» **List of tasks**
• 1. From the Landish protein bar and powder article, list every flavor of bar it names.
• 2. In the Landish protein bar and powder article, which seeds does the company grind into its blends?
• 3. Continue the article about the Landish protein bars and powders from its last sentence.

» **Given passage**
⁂

Buy some cricket-, Reishi mushroom- or spirulina-based protein bars and plant a tree. Not you, per se, but someone will plant a tree for you. All you have to do is buy the tasty bars.
That’s the idea behind a not-as-outlandish-as-you-might-think Montreal company that’s moving away from pea protein-based vegan powders (e.g. Vega and Sunwarrior). Landish is a new local startup grinding their blends of hemp, pumpkin and sunflower seeds into plant-based powders powders and bars. The powders come with either immune-boosting reishi with chai or chocolate, energizing spirulina with vanilla or cricket with chocolate or vanilla.
Bars come in six flavours: reishi with vanilla chai or chocolate espresso; spirulina with vanilla coconut or double chocolate; or cricket with apple cinnamon or mint chocolate.
If you’re thinking cricket sounds gross, just go with the others. More cricket for me.

⁂

» **Available data**
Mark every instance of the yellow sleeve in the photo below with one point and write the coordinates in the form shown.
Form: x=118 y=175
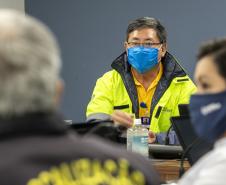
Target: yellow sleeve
x=101 y=103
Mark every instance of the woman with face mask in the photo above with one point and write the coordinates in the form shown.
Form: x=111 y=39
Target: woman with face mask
x=208 y=114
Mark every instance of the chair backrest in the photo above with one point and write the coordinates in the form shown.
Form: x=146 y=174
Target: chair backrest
x=194 y=146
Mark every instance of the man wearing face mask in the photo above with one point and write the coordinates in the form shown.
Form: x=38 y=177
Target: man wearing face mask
x=208 y=114
x=146 y=81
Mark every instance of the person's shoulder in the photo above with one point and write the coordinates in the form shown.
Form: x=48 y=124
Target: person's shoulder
x=110 y=75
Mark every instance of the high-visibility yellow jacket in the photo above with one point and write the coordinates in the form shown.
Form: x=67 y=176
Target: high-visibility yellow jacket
x=116 y=90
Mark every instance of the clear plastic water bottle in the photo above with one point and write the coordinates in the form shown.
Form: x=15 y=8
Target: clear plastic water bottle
x=137 y=138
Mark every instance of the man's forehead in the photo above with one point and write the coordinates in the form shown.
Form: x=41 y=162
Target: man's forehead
x=144 y=34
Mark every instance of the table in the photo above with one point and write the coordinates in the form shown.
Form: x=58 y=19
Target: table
x=169 y=169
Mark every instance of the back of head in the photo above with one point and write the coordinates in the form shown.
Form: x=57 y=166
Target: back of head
x=216 y=49
x=29 y=65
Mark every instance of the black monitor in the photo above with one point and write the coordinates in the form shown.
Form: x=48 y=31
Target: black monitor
x=194 y=146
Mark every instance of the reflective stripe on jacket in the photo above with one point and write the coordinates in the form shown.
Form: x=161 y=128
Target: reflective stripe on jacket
x=116 y=90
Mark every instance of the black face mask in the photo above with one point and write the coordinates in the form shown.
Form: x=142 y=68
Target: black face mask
x=208 y=115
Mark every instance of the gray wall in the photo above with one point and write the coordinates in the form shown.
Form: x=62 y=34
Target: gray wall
x=91 y=34
x=14 y=4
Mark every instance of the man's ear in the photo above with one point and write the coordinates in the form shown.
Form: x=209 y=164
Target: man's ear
x=59 y=91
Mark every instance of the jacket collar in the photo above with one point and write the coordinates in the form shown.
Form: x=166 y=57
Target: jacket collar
x=32 y=124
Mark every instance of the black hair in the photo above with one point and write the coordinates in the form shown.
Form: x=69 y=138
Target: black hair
x=217 y=50
x=147 y=22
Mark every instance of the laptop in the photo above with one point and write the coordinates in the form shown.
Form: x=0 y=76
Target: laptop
x=193 y=146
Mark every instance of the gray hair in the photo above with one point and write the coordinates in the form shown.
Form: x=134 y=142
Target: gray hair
x=29 y=65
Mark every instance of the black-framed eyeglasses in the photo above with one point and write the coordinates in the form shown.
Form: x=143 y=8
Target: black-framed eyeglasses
x=145 y=44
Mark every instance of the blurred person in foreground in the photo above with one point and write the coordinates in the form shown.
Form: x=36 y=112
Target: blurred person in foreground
x=37 y=148
x=208 y=114
x=145 y=80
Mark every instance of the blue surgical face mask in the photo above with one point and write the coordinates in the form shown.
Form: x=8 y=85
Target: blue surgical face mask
x=208 y=115
x=142 y=59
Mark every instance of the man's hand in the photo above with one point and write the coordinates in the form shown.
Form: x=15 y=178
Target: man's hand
x=151 y=137
x=122 y=118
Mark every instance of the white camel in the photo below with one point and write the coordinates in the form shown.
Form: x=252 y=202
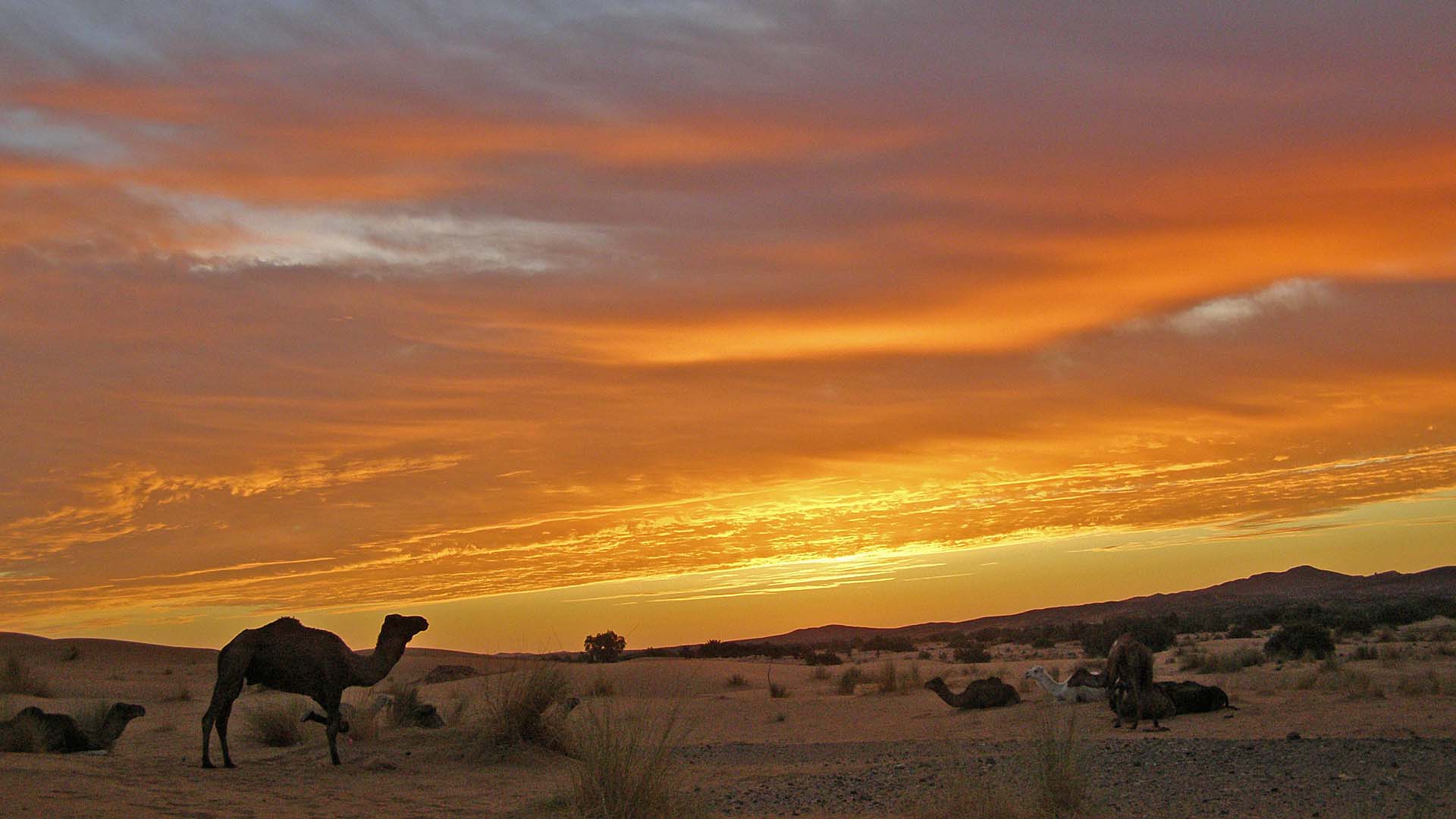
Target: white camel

⁂

» **Answers to the exercises**
• 1.
- Reishi with vanilla chai
- Reishi with chocolate espresso
- Spirulina with vanilla coconut
- Spirulina with double chocolate
- Cricket with apple cinnamon
- Cricket with mint chocolate

• 2. Hemp, pumpkin and sunflower seeds.

• 3.
They’re all dairy free, soy free, peanut free and gluten free. The bars use gluten free oats (except the cricket bars, which use buckwheat). And they’re all sweetened with brown rice syrup. The apple cinnamon cricket bars also have apple juice concentrate, but the same 7 g of sugar as the spirulina bar; the reishi bars have 6 g of sugar. The powders are sugar-free, as the founders of Landish figure you’re smart enough to sweeten them to taste by yourself with whatever you like, from stevia to honey to maple syrup to cane juice or sweetened almond milk.
Nutritional Info
There are 9-13 grams of fat per bar, a little over 200 calories and a lot of nutrients. The spirulina bars have 35% of your daily iron and magnesium anda . serving of the reishi powder has 45% of your daily magnesium.
How do they taste?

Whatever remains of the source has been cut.